CONSIGNE A: Reproduisez intégralement et sans aucune modification la critique de concert qui suit.
....
Paris, Salle Pleyel, dimanche 6 avril 2014
Valery Gergiev. Photo : (c) Fred Toulet
Moins
d’un mois et demi après avoir achevé dans cette même Salle Pleyel son intégrale
des symphonies et concertos de Dimitri Chostakovitch avec son Orchestre du
Théâtre Mariinsk, Valery Gergiev s’est produit le week-end dernier avec le
London Symphony Orchestra, phalange dont il est chef permanent depuis 2006,
année où il succéda à Sir Colin Davis. Comme il l’avait fait voilà deux saisons
avec Johannes Brahms et Karol Szymanowski, le chef russe a mis en regard deux
grands compositeurs mystiques, avec les deux dernières symphonies de son
compatriote Alexandre Scriabine et deux œuvres pour orchestre de jeunesse du
Français Olivier Messiaen. Lors du second concert, l’Orchestre Symphonique de
Londres a conforté le fait amplement avéré par ailleurs qu’il est bel et bien l’une
des phalanges les plus souples et sûres au monde, avec ses pupitres de cordes
aux textures fines et soyeuses, à l’instar de tous ses solistes,
particulièrement le somptueux cor anglais de Christine Perdrill, le flûtiste
Gareth Davies, le bassoniste Daniel Jemison, ce qui conduit à s’étonner
d’autant plus d’un certain nombre d’approximations il est vrai fortuites des
cuivres, notamment des trompettes, qui sonnent néanmoins fier et droit.
Olivier Messiaen (1908-1992) en 1930. Photo : (c) Studio d'Harcourt
Disons-le
sans attendre, Messiaen ne sied pas à Gergiev. Le chef russe ne donne pas dans
la spiritualité ni même dans la suavité. Si l’on admire le feutre des cordes, l’on
reste de marbre à l’écoute des quatre « méditations symphoniques »
....
CONSIGNE B: Réécrivez les lignes des enregistrements ci-dessous, consignes comprises, en ajoutant 59 à chaque coordonnée x et y des réponses. Partez du début des enregistrements, arrêtez-vous après la ligne contenant "x=241, y=293", ne donnez que ces lignes et laissez les images de côté.

ENREGISTREMENTS SOURCES:
....
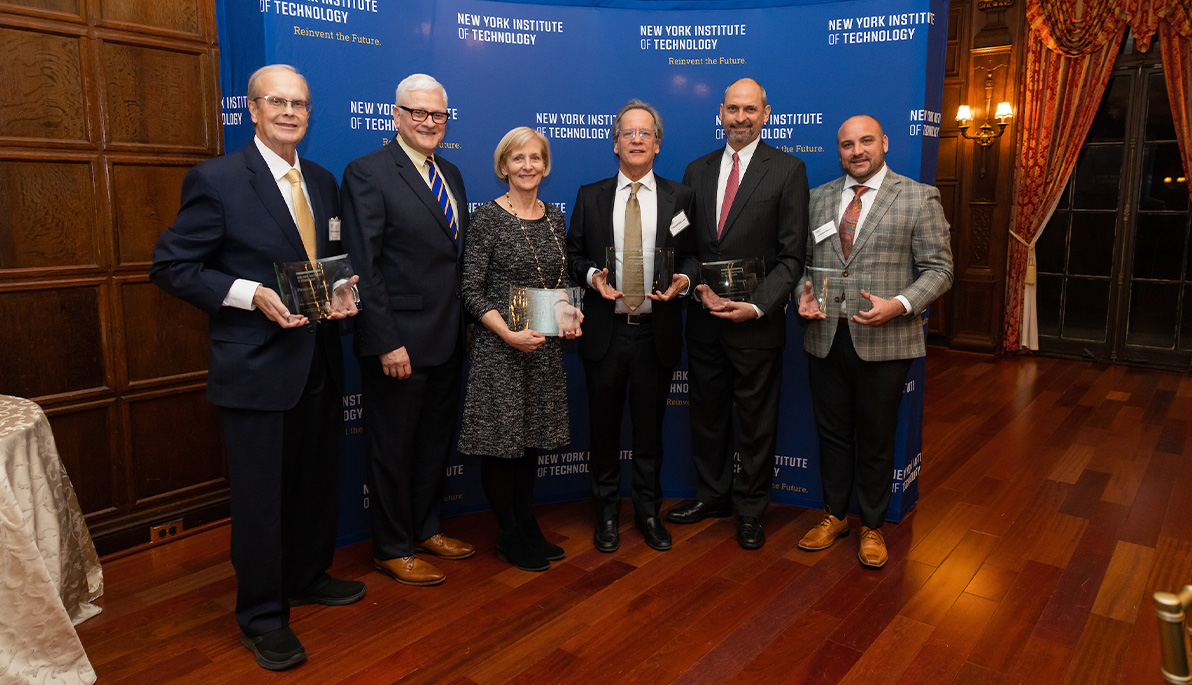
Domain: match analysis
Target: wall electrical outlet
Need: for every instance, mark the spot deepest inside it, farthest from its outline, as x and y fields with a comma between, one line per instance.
x=165, y=530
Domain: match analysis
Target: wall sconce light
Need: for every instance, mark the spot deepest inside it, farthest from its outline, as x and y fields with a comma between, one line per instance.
x=987, y=134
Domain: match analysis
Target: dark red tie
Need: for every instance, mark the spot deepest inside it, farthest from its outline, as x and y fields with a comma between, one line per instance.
x=730, y=193
x=849, y=220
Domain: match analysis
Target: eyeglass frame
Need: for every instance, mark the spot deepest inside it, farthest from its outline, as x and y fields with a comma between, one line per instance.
x=436, y=117
x=292, y=104
x=644, y=134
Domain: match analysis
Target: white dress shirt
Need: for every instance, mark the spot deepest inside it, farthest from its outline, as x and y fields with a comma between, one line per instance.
x=867, y=203
x=241, y=293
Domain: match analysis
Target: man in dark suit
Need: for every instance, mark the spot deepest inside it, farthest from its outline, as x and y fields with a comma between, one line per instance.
x=275, y=375
x=404, y=218
x=750, y=203
x=632, y=336
x=888, y=231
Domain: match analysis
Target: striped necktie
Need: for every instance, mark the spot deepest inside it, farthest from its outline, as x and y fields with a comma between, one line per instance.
x=440, y=191
x=849, y=220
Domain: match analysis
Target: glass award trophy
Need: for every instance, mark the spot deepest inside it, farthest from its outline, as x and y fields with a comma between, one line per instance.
x=316, y=288
x=656, y=265
x=733, y=279
x=548, y=311
x=838, y=291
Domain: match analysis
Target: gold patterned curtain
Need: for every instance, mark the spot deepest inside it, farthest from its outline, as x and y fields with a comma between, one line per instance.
x=1071, y=49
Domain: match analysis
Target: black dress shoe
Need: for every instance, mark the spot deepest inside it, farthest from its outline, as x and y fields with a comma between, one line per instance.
x=534, y=533
x=277, y=649
x=334, y=592
x=749, y=531
x=515, y=547
x=607, y=537
x=696, y=511
x=655, y=534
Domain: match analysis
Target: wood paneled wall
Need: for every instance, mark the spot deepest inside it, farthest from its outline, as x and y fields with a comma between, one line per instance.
x=983, y=37
x=104, y=106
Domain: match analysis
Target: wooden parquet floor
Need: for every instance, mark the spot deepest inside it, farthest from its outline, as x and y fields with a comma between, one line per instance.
x=1055, y=498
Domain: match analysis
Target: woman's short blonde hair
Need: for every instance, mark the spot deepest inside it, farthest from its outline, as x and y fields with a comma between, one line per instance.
x=516, y=138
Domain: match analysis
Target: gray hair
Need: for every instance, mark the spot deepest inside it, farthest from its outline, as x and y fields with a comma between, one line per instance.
x=420, y=82
x=516, y=138
x=764, y=100
x=255, y=79
x=635, y=104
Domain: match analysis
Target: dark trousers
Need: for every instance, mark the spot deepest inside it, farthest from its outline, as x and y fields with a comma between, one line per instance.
x=409, y=428
x=629, y=366
x=856, y=416
x=752, y=378
x=509, y=487
x=284, y=483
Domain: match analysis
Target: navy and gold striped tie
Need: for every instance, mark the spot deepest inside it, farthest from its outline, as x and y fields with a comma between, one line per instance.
x=440, y=191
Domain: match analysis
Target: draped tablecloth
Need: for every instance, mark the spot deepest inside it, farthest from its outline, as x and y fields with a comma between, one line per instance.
x=49, y=571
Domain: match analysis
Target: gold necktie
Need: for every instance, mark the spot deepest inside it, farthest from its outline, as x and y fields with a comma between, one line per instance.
x=302, y=211
x=634, y=279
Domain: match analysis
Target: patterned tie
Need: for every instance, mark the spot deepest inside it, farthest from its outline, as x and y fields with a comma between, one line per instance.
x=634, y=278
x=302, y=212
x=849, y=220
x=440, y=191
x=730, y=193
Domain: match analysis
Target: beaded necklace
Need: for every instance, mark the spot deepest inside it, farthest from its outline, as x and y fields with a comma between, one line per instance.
x=563, y=259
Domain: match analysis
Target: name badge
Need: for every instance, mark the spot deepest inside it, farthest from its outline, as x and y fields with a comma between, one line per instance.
x=678, y=222
x=824, y=231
....
RÉPONSE FINALE A:
Paris, Salle Pleyel, dimanche 6 avril 2014
Valery Gergiev. Photo : (c) Fred Toulet
Moins
d’un mois et demi après avoir achevé dans cette même Salle Pleyel son intégrale
des symphonies et concertos de Dimitri Chostakovitch avec son Orchestre du
Théâtre Mariinsk, Valery Gergiev s’est produit le week-end dernier avec le
London Symphony Orchestra, phalange dont il est chef permanent depuis 2006,
année où il succéda à Sir Colin Davis. Comme il l’avait fait voilà deux saisons
avec Johannes Brahms et Karol Szymanowski, le chef russe a mis en regard deux
grands compositeurs mystiques, avec les deux dernières symphonies de son
compatriote Alexandre Scriabine et deux œuvres pour orchestre de jeunesse du
Français Olivier Messiaen. Lors du second concert, l’Orchestre Symphonique de
Londres a conforté le fait amplement avéré par ailleurs qu’il est bel et bien l’une
des phalanges les plus souples et sûres au monde, avec ses pupitres de cordes
aux textures fines et soyeuses, à l’instar de tous ses solistes,
particulièrement le somptueux cor anglais de Christine Perdrill, le flûtiste
Gareth Davies, le bassoniste Daniel Jemison, ce qui conduit à s’étonner
d’autant plus d’un certain nombre d’approximations il est vrai fortuites des
cuivres, notamment des trompettes, qui sonnent néanmoins fier et droit.
Olivier Messiaen (1908-1992) en 1930. Photo : (c) Studio d'Harcourt
Disons-le
sans attendre, Messiaen ne sied pas à Gergiev. Le chef russe ne donne pas dans
la spiritualité ni même dans la suavité. Si l’on admire le feutre des cordes, l’on
reste de marbre à l’écoute des quatre « méditations symphoniques »

RÉPONSE FINALE B:
Domain: match analysis
Target: wall electrical outlet
Need: for every instance, mark the spot deepest inside it, farthest from its outline, as x and y fields with a comma between, one line per instance.
x=224, y=589
Domain: match analysis
Target: wall sconce light
Need: for every instance, mark the spot deepest inside it, farthest from its outline, as x and y fields with a comma between, one line per instance.
x=1046, y=193
Domain: match analysis
Target: dark red tie
Need: for every instance, mark the spot deepest inside it, farthest from its outline, as x and y fields with a comma between, one line per instance.
x=789, y=252
x=908, y=279
Domain: match analysis
Target: eyeglass frame
Need: for every instance, mark the spot deepest inside it, farthest from its outline, as x and y fields with a comma between, one line per instance.
x=495, y=176
x=351, y=163
x=703, y=193
Domain: match analysis
Target: white dress shirt
Need: for every instance, mark the spot deepest inside it, farthest from its outline, as x and y fields with a comma between, one line per instance.
x=926, y=262
x=300, y=352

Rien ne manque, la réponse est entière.